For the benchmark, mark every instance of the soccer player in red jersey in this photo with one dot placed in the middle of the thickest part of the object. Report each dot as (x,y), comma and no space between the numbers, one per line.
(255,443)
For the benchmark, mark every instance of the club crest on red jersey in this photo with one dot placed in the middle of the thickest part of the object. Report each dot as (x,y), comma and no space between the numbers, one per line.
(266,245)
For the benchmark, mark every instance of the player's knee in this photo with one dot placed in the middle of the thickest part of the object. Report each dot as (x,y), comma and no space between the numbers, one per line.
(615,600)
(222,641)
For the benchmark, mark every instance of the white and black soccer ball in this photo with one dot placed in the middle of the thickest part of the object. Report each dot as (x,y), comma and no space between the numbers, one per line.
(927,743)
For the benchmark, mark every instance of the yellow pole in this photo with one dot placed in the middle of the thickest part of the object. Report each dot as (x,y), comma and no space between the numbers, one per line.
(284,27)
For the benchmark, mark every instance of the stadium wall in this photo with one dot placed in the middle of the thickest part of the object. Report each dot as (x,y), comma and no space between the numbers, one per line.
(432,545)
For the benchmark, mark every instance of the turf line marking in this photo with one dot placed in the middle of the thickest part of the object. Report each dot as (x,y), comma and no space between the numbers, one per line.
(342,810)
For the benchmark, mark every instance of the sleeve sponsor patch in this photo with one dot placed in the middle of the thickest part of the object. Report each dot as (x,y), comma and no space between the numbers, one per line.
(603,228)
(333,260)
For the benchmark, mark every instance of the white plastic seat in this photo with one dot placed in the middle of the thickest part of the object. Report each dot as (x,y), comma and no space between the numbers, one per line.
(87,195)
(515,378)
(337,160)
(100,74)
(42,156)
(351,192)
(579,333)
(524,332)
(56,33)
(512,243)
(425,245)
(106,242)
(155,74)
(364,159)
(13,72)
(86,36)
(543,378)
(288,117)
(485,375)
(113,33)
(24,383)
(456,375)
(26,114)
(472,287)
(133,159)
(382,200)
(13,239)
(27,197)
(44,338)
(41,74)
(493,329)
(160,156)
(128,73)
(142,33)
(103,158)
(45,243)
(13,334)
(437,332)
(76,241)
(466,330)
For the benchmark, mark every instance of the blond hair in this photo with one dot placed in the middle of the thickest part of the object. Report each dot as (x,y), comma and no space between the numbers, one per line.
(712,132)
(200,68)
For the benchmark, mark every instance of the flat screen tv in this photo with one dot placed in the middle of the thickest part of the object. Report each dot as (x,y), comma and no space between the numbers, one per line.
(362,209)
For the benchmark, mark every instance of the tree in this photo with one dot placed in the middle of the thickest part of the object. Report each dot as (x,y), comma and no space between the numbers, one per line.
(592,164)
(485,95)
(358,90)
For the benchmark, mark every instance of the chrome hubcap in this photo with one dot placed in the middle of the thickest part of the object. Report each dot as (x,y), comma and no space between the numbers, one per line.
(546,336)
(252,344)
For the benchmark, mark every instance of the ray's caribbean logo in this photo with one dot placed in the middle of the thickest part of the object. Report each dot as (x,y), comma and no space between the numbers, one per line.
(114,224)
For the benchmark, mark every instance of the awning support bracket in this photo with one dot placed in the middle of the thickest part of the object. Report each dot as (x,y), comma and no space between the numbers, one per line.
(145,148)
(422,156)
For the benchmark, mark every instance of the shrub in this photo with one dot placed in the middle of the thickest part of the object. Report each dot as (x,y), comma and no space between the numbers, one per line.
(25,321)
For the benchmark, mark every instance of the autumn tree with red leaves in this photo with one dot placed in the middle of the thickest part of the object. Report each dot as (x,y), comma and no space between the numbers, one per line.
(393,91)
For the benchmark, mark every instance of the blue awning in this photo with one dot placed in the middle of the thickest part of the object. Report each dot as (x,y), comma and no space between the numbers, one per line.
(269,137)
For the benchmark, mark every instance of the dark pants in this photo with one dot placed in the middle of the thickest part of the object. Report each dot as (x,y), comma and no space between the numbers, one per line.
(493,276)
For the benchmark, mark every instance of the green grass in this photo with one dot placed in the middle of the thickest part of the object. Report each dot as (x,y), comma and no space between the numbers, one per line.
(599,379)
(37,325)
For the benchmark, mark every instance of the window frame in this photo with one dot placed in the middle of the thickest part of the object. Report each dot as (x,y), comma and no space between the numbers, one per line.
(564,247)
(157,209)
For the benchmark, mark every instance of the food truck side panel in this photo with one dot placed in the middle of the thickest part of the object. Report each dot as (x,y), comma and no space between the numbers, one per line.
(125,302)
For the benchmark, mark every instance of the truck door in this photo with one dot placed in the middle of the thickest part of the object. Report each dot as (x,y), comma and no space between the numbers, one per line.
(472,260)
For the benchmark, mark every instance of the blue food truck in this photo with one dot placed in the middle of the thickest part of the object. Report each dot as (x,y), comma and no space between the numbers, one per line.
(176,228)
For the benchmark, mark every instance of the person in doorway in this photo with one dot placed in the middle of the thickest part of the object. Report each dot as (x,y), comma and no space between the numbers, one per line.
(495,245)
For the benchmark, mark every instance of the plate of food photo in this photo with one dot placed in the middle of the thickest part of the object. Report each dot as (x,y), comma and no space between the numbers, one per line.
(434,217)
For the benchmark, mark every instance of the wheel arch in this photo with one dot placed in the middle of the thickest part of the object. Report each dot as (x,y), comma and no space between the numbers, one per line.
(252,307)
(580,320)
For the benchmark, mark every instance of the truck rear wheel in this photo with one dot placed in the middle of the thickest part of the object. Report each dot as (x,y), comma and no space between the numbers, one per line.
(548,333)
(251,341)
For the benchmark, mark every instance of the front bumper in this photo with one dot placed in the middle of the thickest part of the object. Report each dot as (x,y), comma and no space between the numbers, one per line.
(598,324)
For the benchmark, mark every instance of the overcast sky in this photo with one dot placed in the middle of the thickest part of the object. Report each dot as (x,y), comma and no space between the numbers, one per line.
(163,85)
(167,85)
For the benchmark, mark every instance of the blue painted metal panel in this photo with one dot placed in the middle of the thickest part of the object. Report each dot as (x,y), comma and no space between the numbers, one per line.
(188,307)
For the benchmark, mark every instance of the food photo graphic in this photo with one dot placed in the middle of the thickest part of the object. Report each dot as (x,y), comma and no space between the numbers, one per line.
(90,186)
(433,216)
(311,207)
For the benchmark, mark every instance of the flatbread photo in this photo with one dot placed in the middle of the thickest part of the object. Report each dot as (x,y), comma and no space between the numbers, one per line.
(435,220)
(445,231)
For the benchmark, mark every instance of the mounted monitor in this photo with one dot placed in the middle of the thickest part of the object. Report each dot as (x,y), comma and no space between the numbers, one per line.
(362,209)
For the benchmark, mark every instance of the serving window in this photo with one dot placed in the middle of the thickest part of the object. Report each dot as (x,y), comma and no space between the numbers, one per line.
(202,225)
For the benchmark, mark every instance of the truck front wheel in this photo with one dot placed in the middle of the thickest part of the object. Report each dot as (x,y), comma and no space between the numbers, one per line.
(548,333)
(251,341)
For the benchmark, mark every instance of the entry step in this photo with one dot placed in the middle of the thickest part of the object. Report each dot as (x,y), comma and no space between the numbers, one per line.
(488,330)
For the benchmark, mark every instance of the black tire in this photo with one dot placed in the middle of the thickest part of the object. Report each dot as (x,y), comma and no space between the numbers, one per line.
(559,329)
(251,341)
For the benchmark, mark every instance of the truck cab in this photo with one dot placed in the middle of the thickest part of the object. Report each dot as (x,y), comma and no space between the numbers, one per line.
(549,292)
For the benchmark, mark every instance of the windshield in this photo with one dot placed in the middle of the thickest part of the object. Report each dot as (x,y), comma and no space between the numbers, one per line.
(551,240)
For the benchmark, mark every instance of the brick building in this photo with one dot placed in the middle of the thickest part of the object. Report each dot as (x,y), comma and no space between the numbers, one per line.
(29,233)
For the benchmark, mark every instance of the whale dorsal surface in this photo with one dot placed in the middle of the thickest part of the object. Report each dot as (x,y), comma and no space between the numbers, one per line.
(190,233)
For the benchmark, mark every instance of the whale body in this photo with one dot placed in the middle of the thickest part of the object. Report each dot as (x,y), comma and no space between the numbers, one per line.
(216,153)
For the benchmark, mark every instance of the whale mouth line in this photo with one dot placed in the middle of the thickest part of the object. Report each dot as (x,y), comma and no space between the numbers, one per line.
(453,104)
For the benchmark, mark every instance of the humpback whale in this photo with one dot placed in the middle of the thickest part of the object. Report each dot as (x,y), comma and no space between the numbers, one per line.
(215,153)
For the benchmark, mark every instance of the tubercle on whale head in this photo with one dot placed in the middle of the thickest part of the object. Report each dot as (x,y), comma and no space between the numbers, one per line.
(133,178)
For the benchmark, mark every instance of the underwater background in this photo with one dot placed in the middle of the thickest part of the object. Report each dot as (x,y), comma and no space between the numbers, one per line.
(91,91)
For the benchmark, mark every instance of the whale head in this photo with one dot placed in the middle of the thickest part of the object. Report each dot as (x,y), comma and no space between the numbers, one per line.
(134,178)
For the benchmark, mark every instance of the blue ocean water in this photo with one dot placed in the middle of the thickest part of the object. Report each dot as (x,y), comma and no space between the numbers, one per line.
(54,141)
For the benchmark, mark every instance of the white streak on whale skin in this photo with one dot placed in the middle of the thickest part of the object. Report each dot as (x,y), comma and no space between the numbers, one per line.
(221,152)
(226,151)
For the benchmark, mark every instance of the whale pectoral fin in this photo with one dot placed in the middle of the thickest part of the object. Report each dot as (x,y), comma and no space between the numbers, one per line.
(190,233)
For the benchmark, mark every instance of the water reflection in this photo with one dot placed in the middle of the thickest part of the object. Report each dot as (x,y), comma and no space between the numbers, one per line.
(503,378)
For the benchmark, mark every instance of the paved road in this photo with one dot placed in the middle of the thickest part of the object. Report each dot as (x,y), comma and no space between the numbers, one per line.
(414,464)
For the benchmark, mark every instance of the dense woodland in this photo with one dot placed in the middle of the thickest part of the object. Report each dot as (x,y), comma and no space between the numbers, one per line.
● ● ● ● ● ● ●
> [Your objective] In the listing above, find the line containing "For the benchmark, mark every instance of the whale head" and please quote exactly that line through the last one, and no other lines.

> [Reply]
For the benchmark, mark every instance of the whale head in this photo with one dot placed in the middle of the thickest part of the object. Report each dot as (x,y), comma and no space between the numbers, one per line.
(134,178)
For the benchmark, mark every instance of the blue ocean water in this photo with one dot placed in the middle of the thickest part of the object. Report each dot as (x,y), comma and no space between the numbers, one per line.
(54,141)
For the benchmark, mark every instance of the white streak on whale skin in this photo with one dot placed in the middle of the thickest part of the object. Report each dot as (x,y), comma and no space between the numbers, one per line.
(221,152)
(226,151)
For the benchmark, mark every instance of the whale pectoral fin in this photo with one dot placed in the middle of the thickest part of the object. Report each dot as (x,y), comma and no space between the numbers, one per line.
(190,233)
For the benchmark, mark every instance of the water reflection in this photo with one dot placed in the middle of the thickest part of the object. Report each dot as (x,y), comma and no space between the numbers, one per line.
(503,378)
For the benchmark, mark every instance of the paved road in this photo with one dot placed in the middle of the thickest part of the object. Report each dot as (x,y), comma and no space between the numbers, one per line.
(414,464)
For the benchmark, mark every instance of the dense woodland in this photo with one dot placed in the middle of the thickest part of the object. Report each dot as (x,y), comma and no space between the numbers, one per line.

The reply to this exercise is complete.